WHAT YOU WILL DO — How many lines in the listing below contain the string "rock"? Case counts, so uppercase and lowercase letters are not interchangeable; give only the number.

[Items from a labeling collection]
■ ■ ■ ■ ■ ■ ■

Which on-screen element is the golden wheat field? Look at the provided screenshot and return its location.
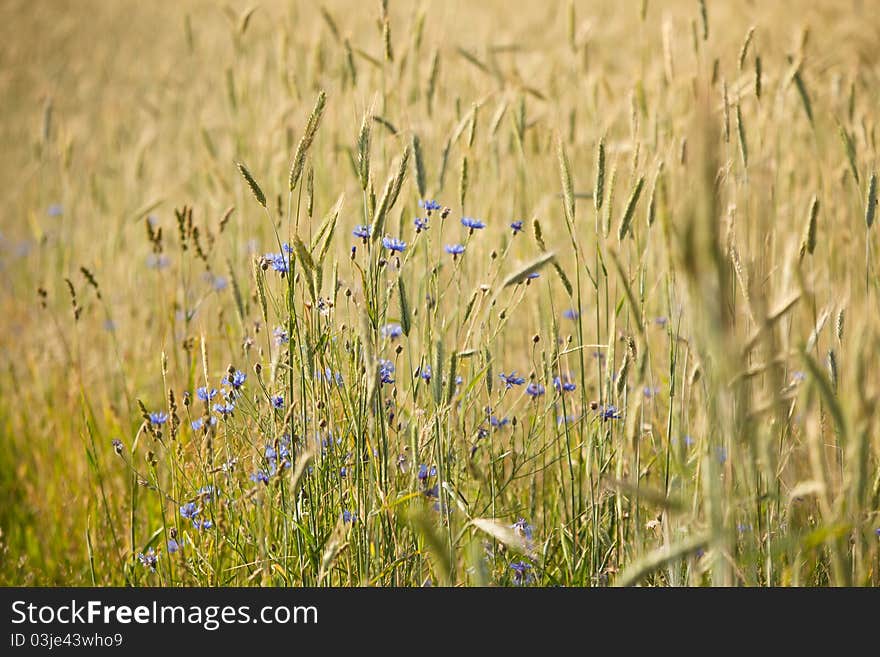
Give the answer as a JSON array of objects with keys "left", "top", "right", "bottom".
[{"left": 0, "top": 0, "right": 880, "bottom": 586}]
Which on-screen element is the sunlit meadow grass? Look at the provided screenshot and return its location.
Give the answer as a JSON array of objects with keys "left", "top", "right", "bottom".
[{"left": 0, "top": 0, "right": 880, "bottom": 586}]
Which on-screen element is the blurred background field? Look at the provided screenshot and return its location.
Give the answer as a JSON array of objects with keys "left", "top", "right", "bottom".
[{"left": 0, "top": 0, "right": 880, "bottom": 586}]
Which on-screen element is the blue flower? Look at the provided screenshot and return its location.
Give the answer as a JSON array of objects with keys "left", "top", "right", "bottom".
[
  {"left": 382, "top": 324, "right": 403, "bottom": 340},
  {"left": 553, "top": 376, "right": 577, "bottom": 392},
  {"left": 214, "top": 402, "right": 235, "bottom": 418},
  {"left": 498, "top": 372, "right": 526, "bottom": 390},
  {"left": 510, "top": 561, "right": 532, "bottom": 586},
  {"left": 196, "top": 386, "right": 217, "bottom": 402},
  {"left": 150, "top": 411, "right": 168, "bottom": 426},
  {"left": 138, "top": 548, "right": 159, "bottom": 573},
  {"left": 419, "top": 200, "right": 440, "bottom": 217},
  {"left": 315, "top": 367, "right": 345, "bottom": 388},
  {"left": 379, "top": 358, "right": 394, "bottom": 383},
  {"left": 272, "top": 326, "right": 290, "bottom": 345},
  {"left": 599, "top": 404, "right": 623, "bottom": 420},
  {"left": 461, "top": 217, "right": 486, "bottom": 232},
  {"left": 263, "top": 253, "right": 290, "bottom": 274},
  {"left": 224, "top": 370, "right": 247, "bottom": 390},
  {"left": 419, "top": 463, "right": 437, "bottom": 481},
  {"left": 510, "top": 518, "right": 532, "bottom": 541},
  {"left": 382, "top": 237, "right": 406, "bottom": 253},
  {"left": 526, "top": 383, "right": 544, "bottom": 397}
]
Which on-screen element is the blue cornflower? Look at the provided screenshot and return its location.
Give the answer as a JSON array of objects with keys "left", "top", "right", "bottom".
[
  {"left": 382, "top": 237, "right": 406, "bottom": 253},
  {"left": 382, "top": 324, "right": 403, "bottom": 340},
  {"left": 138, "top": 548, "right": 159, "bottom": 573},
  {"left": 263, "top": 253, "right": 290, "bottom": 274},
  {"left": 225, "top": 370, "right": 247, "bottom": 390},
  {"left": 510, "top": 518, "right": 532, "bottom": 541},
  {"left": 315, "top": 367, "right": 345, "bottom": 388},
  {"left": 461, "top": 217, "right": 486, "bottom": 232},
  {"left": 599, "top": 404, "right": 623, "bottom": 420},
  {"left": 498, "top": 372, "right": 526, "bottom": 390},
  {"left": 419, "top": 200, "right": 440, "bottom": 217},
  {"left": 150, "top": 411, "right": 168, "bottom": 426},
  {"left": 553, "top": 376, "right": 577, "bottom": 392},
  {"left": 272, "top": 326, "right": 290, "bottom": 345},
  {"left": 526, "top": 383, "right": 544, "bottom": 397},
  {"left": 214, "top": 402, "right": 235, "bottom": 418},
  {"left": 510, "top": 561, "right": 532, "bottom": 586},
  {"left": 419, "top": 463, "right": 437, "bottom": 481},
  {"left": 180, "top": 502, "right": 199, "bottom": 520},
  {"left": 379, "top": 358, "right": 394, "bottom": 383},
  {"left": 196, "top": 386, "right": 217, "bottom": 402}
]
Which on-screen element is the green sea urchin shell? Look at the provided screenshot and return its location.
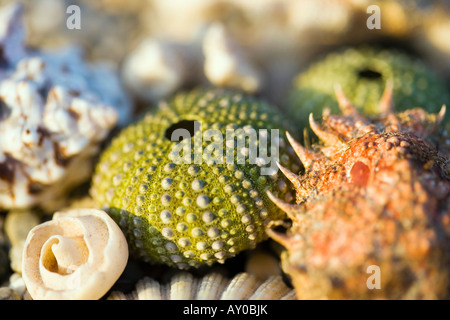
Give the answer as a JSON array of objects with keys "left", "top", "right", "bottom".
[
  {"left": 91, "top": 89, "right": 298, "bottom": 269},
  {"left": 288, "top": 47, "right": 450, "bottom": 126}
]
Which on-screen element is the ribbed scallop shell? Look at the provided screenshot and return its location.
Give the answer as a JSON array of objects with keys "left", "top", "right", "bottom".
[{"left": 107, "top": 272, "right": 296, "bottom": 300}]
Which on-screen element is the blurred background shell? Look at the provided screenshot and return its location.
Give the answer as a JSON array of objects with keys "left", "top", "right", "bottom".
[{"left": 0, "top": 0, "right": 450, "bottom": 112}]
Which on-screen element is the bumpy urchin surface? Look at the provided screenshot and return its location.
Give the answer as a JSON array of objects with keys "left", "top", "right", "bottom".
[
  {"left": 268, "top": 87, "right": 450, "bottom": 299},
  {"left": 91, "top": 89, "right": 299, "bottom": 269},
  {"left": 288, "top": 47, "right": 450, "bottom": 126}
]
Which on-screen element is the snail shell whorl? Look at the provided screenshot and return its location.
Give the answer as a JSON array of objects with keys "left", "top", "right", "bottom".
[{"left": 22, "top": 209, "right": 128, "bottom": 300}]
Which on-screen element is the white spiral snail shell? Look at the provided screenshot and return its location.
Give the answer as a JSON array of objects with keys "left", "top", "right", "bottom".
[{"left": 22, "top": 209, "right": 128, "bottom": 300}]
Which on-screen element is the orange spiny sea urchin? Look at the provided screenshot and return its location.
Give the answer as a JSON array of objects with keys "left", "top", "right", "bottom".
[{"left": 267, "top": 83, "right": 450, "bottom": 299}]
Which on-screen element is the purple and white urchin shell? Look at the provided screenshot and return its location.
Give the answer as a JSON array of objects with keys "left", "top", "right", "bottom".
[{"left": 0, "top": 5, "right": 130, "bottom": 210}]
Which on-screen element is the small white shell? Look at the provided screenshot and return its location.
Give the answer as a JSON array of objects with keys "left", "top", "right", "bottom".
[
  {"left": 22, "top": 209, "right": 128, "bottom": 300},
  {"left": 122, "top": 37, "right": 192, "bottom": 102},
  {"left": 203, "top": 23, "right": 262, "bottom": 92},
  {"left": 107, "top": 272, "right": 296, "bottom": 300},
  {"left": 0, "top": 4, "right": 132, "bottom": 212}
]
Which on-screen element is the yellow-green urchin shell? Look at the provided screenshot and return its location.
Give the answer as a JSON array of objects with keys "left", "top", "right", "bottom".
[
  {"left": 91, "top": 89, "right": 298, "bottom": 269},
  {"left": 288, "top": 47, "right": 450, "bottom": 126}
]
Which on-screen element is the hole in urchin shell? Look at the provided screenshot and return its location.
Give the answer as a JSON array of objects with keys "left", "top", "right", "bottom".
[
  {"left": 164, "top": 120, "right": 200, "bottom": 141},
  {"left": 350, "top": 161, "right": 370, "bottom": 187},
  {"left": 358, "top": 69, "right": 382, "bottom": 80}
]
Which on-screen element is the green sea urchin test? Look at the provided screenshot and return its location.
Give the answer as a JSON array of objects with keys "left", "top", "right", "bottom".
[
  {"left": 91, "top": 89, "right": 299, "bottom": 269},
  {"left": 288, "top": 47, "right": 450, "bottom": 125}
]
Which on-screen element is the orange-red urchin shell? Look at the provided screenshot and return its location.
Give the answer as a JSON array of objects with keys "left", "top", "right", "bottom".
[{"left": 267, "top": 83, "right": 450, "bottom": 299}]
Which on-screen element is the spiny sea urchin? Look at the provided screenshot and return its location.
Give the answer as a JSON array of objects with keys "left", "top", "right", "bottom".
[
  {"left": 268, "top": 86, "right": 450, "bottom": 299},
  {"left": 91, "top": 89, "right": 300, "bottom": 269},
  {"left": 288, "top": 47, "right": 450, "bottom": 127}
]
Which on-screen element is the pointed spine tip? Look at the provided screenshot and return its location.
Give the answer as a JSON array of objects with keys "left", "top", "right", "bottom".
[
  {"left": 286, "top": 132, "right": 317, "bottom": 169},
  {"left": 378, "top": 79, "right": 394, "bottom": 114},
  {"left": 309, "top": 113, "right": 342, "bottom": 146},
  {"left": 436, "top": 104, "right": 447, "bottom": 125},
  {"left": 276, "top": 161, "right": 301, "bottom": 188},
  {"left": 266, "top": 191, "right": 302, "bottom": 220}
]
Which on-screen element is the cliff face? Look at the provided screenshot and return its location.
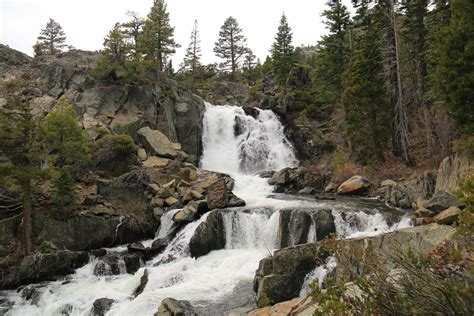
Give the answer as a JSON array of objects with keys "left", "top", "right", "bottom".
[{"left": 0, "top": 47, "right": 204, "bottom": 162}]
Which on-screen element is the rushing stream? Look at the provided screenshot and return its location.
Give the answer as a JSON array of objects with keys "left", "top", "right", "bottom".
[{"left": 0, "top": 104, "right": 407, "bottom": 316}]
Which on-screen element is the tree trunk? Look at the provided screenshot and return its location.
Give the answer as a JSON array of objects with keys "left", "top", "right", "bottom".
[{"left": 21, "top": 178, "right": 32, "bottom": 256}]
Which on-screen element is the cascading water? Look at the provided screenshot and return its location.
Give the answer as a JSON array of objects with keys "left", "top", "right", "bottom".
[{"left": 0, "top": 104, "right": 412, "bottom": 315}]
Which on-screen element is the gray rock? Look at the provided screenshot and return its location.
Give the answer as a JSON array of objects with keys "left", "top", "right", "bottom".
[
  {"left": 255, "top": 244, "right": 329, "bottom": 307},
  {"left": 425, "top": 191, "right": 463, "bottom": 214},
  {"left": 137, "top": 126, "right": 178, "bottom": 159},
  {"left": 207, "top": 178, "right": 229, "bottom": 210},
  {"left": 133, "top": 269, "right": 148, "bottom": 297},
  {"left": 337, "top": 176, "right": 370, "bottom": 194},
  {"left": 189, "top": 210, "right": 225, "bottom": 258},
  {"left": 18, "top": 251, "right": 89, "bottom": 284},
  {"left": 92, "top": 297, "right": 115, "bottom": 316},
  {"left": 435, "top": 153, "right": 474, "bottom": 194},
  {"left": 155, "top": 297, "right": 197, "bottom": 316}
]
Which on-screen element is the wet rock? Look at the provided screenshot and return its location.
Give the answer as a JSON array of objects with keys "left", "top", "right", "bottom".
[
  {"left": 227, "top": 192, "right": 246, "bottom": 207},
  {"left": 147, "top": 237, "right": 169, "bottom": 257},
  {"left": 434, "top": 206, "right": 462, "bottom": 225},
  {"left": 425, "top": 191, "right": 463, "bottom": 214},
  {"left": 90, "top": 248, "right": 107, "bottom": 258},
  {"left": 18, "top": 251, "right": 89, "bottom": 284},
  {"left": 242, "top": 105, "right": 259, "bottom": 119},
  {"left": 94, "top": 254, "right": 140, "bottom": 276},
  {"left": 137, "top": 126, "right": 178, "bottom": 159},
  {"left": 336, "top": 224, "right": 455, "bottom": 281},
  {"left": 277, "top": 209, "right": 336, "bottom": 248},
  {"left": 127, "top": 242, "right": 145, "bottom": 256},
  {"left": 143, "top": 156, "right": 171, "bottom": 169},
  {"left": 133, "top": 269, "right": 148, "bottom": 297},
  {"left": 257, "top": 244, "right": 329, "bottom": 307},
  {"left": 337, "top": 176, "right": 370, "bottom": 194},
  {"left": 155, "top": 297, "right": 197, "bottom": 316},
  {"left": 298, "top": 187, "right": 316, "bottom": 195},
  {"left": 435, "top": 153, "right": 474, "bottom": 194},
  {"left": 92, "top": 297, "right": 115, "bottom": 316},
  {"left": 189, "top": 210, "right": 225, "bottom": 258},
  {"left": 173, "top": 201, "right": 209, "bottom": 223},
  {"left": 207, "top": 178, "right": 229, "bottom": 210},
  {"left": 21, "top": 285, "right": 42, "bottom": 305},
  {"left": 258, "top": 171, "right": 275, "bottom": 179}
]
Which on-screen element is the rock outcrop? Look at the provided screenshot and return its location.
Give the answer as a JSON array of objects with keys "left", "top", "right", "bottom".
[
  {"left": 337, "top": 176, "right": 370, "bottom": 195},
  {"left": 254, "top": 244, "right": 328, "bottom": 307},
  {"left": 189, "top": 210, "right": 226, "bottom": 258},
  {"left": 435, "top": 153, "right": 474, "bottom": 194},
  {"left": 155, "top": 297, "right": 197, "bottom": 316},
  {"left": 12, "top": 251, "right": 89, "bottom": 286},
  {"left": 277, "top": 209, "right": 336, "bottom": 248}
]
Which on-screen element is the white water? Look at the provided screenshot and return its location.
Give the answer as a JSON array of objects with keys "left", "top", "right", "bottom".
[
  {"left": 300, "top": 256, "right": 336, "bottom": 296},
  {"left": 1, "top": 104, "right": 412, "bottom": 316}
]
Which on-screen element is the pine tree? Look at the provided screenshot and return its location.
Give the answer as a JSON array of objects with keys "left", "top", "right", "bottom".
[
  {"left": 120, "top": 11, "right": 145, "bottom": 61},
  {"left": 435, "top": 0, "right": 474, "bottom": 135},
  {"left": 33, "top": 18, "right": 67, "bottom": 56},
  {"left": 102, "top": 23, "right": 131, "bottom": 66},
  {"left": 0, "top": 74, "right": 44, "bottom": 255},
  {"left": 341, "top": 0, "right": 391, "bottom": 163},
  {"left": 214, "top": 17, "right": 247, "bottom": 81},
  {"left": 271, "top": 14, "right": 295, "bottom": 84},
  {"left": 182, "top": 20, "right": 201, "bottom": 75},
  {"left": 314, "top": 0, "right": 351, "bottom": 106},
  {"left": 44, "top": 98, "right": 89, "bottom": 212},
  {"left": 138, "top": 0, "right": 179, "bottom": 71}
]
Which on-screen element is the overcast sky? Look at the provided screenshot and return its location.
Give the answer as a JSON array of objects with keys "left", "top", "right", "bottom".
[{"left": 0, "top": 0, "right": 350, "bottom": 67}]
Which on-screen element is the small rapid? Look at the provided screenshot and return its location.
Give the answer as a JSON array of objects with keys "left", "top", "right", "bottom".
[{"left": 0, "top": 104, "right": 407, "bottom": 316}]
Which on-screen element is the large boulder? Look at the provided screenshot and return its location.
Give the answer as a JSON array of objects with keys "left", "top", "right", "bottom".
[
  {"left": 336, "top": 224, "right": 455, "bottom": 281},
  {"left": 137, "top": 126, "right": 178, "bottom": 159},
  {"left": 255, "top": 244, "right": 329, "bottom": 307},
  {"left": 433, "top": 206, "right": 462, "bottom": 225},
  {"left": 155, "top": 297, "right": 197, "bottom": 316},
  {"left": 435, "top": 153, "right": 474, "bottom": 194},
  {"left": 207, "top": 178, "right": 229, "bottom": 210},
  {"left": 18, "top": 251, "right": 89, "bottom": 284},
  {"left": 377, "top": 171, "right": 436, "bottom": 209},
  {"left": 277, "top": 209, "right": 336, "bottom": 248},
  {"left": 189, "top": 210, "right": 226, "bottom": 258},
  {"left": 337, "top": 176, "right": 370, "bottom": 194},
  {"left": 94, "top": 254, "right": 141, "bottom": 276}
]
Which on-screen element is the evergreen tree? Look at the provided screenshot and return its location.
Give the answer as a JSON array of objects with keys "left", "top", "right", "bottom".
[
  {"left": 33, "top": 18, "right": 67, "bottom": 56},
  {"left": 44, "top": 98, "right": 88, "bottom": 212},
  {"left": 271, "top": 14, "right": 295, "bottom": 84},
  {"left": 435, "top": 0, "right": 474, "bottom": 134},
  {"left": 102, "top": 23, "right": 131, "bottom": 66},
  {"left": 120, "top": 11, "right": 145, "bottom": 61},
  {"left": 341, "top": 3, "right": 391, "bottom": 163},
  {"left": 313, "top": 0, "right": 350, "bottom": 106},
  {"left": 182, "top": 20, "right": 201, "bottom": 75},
  {"left": 138, "top": 0, "right": 179, "bottom": 71},
  {"left": 0, "top": 75, "right": 44, "bottom": 255},
  {"left": 214, "top": 17, "right": 247, "bottom": 81}
]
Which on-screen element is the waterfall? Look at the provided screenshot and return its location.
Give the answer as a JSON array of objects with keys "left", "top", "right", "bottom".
[
  {"left": 201, "top": 103, "right": 298, "bottom": 174},
  {"left": 0, "top": 104, "right": 408, "bottom": 315}
]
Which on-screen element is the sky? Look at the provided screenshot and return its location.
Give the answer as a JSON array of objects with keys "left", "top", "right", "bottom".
[{"left": 0, "top": 0, "right": 350, "bottom": 67}]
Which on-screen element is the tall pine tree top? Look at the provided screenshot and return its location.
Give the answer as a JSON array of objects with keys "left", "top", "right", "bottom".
[
  {"left": 214, "top": 17, "right": 247, "bottom": 80},
  {"left": 271, "top": 14, "right": 295, "bottom": 83},
  {"left": 33, "top": 18, "right": 66, "bottom": 56},
  {"left": 139, "top": 0, "right": 179, "bottom": 70},
  {"left": 183, "top": 20, "right": 201, "bottom": 73}
]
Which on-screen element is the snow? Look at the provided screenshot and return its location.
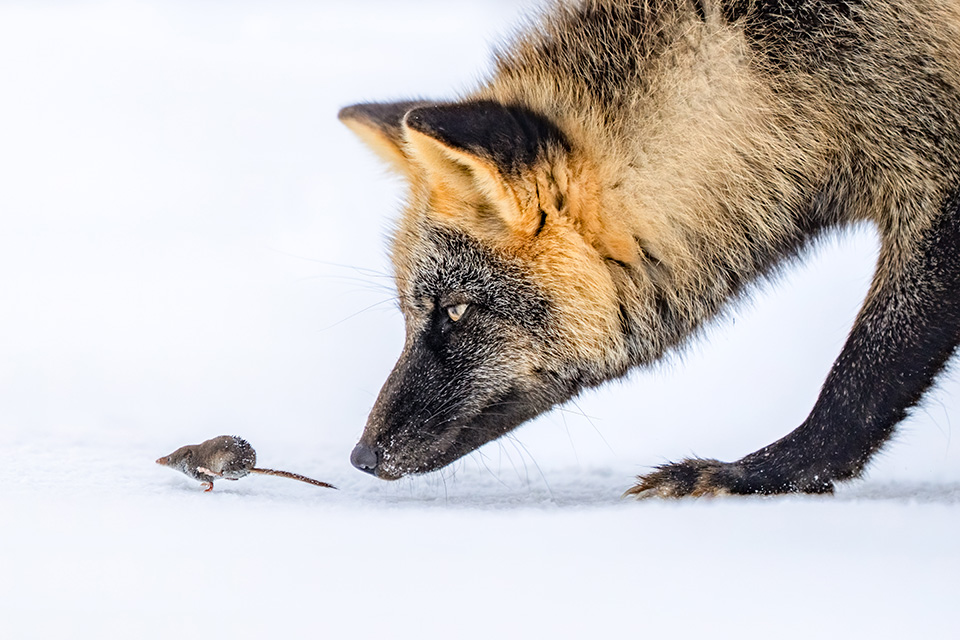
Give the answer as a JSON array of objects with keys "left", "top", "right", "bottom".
[{"left": 0, "top": 0, "right": 960, "bottom": 638}]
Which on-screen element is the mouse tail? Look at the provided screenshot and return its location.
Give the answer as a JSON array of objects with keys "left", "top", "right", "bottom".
[{"left": 250, "top": 469, "right": 336, "bottom": 489}]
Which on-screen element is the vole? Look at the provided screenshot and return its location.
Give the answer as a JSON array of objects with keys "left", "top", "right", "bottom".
[{"left": 157, "top": 436, "right": 336, "bottom": 491}]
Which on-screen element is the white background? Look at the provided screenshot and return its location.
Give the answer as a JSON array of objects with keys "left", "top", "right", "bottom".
[{"left": 0, "top": 0, "right": 960, "bottom": 638}]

■ ■ ■ ■ ■ ■ ■

FULL OUTPUT — 3